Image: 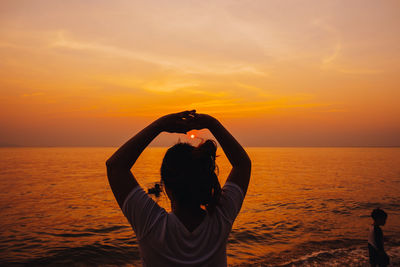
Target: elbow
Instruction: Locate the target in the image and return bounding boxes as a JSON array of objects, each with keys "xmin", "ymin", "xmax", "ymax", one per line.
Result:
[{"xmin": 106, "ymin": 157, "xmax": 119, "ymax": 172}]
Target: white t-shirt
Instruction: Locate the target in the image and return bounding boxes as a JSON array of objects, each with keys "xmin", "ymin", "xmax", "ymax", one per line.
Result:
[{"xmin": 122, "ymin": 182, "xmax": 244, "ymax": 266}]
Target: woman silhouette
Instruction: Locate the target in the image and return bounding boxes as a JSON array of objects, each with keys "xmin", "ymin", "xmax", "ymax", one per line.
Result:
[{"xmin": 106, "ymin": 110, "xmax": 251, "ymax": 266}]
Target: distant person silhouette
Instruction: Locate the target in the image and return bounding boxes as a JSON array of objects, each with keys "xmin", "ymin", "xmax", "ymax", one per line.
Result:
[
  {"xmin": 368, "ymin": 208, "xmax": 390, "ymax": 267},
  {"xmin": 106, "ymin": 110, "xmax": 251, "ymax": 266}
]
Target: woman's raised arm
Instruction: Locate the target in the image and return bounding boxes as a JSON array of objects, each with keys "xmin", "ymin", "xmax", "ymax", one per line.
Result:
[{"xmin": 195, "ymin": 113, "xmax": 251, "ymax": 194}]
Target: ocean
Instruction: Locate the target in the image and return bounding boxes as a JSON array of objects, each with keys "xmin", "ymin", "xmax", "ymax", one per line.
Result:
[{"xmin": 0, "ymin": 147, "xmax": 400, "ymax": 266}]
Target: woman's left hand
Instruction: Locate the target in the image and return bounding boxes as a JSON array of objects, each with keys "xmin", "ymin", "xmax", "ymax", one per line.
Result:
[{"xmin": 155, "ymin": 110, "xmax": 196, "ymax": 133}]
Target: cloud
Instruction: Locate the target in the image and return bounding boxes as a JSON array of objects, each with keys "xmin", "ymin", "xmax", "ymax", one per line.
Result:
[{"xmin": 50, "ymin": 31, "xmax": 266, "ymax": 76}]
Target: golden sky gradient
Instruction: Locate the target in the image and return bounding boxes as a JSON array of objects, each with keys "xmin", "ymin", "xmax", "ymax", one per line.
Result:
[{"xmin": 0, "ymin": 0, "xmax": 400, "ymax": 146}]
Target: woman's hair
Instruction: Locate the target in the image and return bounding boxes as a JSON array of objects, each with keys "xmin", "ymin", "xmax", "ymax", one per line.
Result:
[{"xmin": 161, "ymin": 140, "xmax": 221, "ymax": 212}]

◆ ◆ ◆

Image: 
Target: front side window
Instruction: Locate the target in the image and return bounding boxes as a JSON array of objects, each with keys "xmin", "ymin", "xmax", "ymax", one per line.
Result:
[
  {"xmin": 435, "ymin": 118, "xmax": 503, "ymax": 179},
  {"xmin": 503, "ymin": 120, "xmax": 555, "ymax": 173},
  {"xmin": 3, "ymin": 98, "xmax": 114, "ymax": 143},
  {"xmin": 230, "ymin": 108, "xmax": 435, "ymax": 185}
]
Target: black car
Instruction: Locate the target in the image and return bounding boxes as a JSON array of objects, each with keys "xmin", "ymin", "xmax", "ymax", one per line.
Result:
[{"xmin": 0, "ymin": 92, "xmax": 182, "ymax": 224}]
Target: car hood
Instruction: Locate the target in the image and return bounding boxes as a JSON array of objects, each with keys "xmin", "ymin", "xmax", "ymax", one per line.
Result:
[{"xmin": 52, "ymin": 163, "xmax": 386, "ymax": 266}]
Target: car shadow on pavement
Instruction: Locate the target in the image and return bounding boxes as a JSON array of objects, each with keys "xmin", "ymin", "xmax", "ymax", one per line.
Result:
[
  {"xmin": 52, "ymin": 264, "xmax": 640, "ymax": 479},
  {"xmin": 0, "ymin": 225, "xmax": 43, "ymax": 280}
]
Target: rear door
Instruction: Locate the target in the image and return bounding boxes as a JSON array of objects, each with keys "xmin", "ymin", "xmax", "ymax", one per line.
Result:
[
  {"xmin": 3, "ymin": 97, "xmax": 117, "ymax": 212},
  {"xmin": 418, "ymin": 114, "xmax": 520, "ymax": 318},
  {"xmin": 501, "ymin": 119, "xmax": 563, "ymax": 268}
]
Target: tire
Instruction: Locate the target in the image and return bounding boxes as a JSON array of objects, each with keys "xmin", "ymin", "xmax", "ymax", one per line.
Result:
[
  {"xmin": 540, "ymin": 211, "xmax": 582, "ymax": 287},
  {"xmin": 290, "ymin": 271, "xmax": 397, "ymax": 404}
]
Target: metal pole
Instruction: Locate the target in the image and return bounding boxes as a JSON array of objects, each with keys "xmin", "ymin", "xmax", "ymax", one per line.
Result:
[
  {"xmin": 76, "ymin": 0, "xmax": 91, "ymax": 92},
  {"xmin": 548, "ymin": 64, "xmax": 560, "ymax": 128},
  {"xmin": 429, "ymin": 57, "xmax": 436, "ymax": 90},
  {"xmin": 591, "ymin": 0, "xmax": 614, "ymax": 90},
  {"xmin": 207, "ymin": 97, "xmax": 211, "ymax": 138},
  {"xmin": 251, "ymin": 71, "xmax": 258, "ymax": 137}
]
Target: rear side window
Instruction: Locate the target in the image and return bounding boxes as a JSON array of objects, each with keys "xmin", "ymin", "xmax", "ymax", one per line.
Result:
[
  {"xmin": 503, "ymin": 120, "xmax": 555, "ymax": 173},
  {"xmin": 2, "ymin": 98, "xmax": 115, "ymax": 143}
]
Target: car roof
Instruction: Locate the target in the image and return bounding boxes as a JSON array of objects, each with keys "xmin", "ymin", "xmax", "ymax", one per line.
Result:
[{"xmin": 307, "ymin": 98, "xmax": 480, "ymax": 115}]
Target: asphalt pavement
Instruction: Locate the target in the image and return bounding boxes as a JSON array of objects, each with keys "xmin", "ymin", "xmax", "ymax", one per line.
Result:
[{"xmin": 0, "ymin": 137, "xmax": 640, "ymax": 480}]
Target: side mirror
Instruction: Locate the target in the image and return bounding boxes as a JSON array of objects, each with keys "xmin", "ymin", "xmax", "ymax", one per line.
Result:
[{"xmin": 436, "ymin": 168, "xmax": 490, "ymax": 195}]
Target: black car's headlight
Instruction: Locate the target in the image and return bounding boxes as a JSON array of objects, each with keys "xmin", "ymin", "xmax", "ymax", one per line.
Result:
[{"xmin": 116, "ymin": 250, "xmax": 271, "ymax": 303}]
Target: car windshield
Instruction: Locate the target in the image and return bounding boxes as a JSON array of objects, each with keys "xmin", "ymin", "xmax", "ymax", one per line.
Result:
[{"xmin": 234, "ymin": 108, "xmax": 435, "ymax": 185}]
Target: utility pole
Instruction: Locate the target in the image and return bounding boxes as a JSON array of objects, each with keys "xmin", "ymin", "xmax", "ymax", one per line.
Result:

◆ ◆ ◆

## Exercise description:
Return each line of the items above that contains the word "black". Copy every such line without changes.

## Result of this exercise:
Target: black car
Target: black car's headlight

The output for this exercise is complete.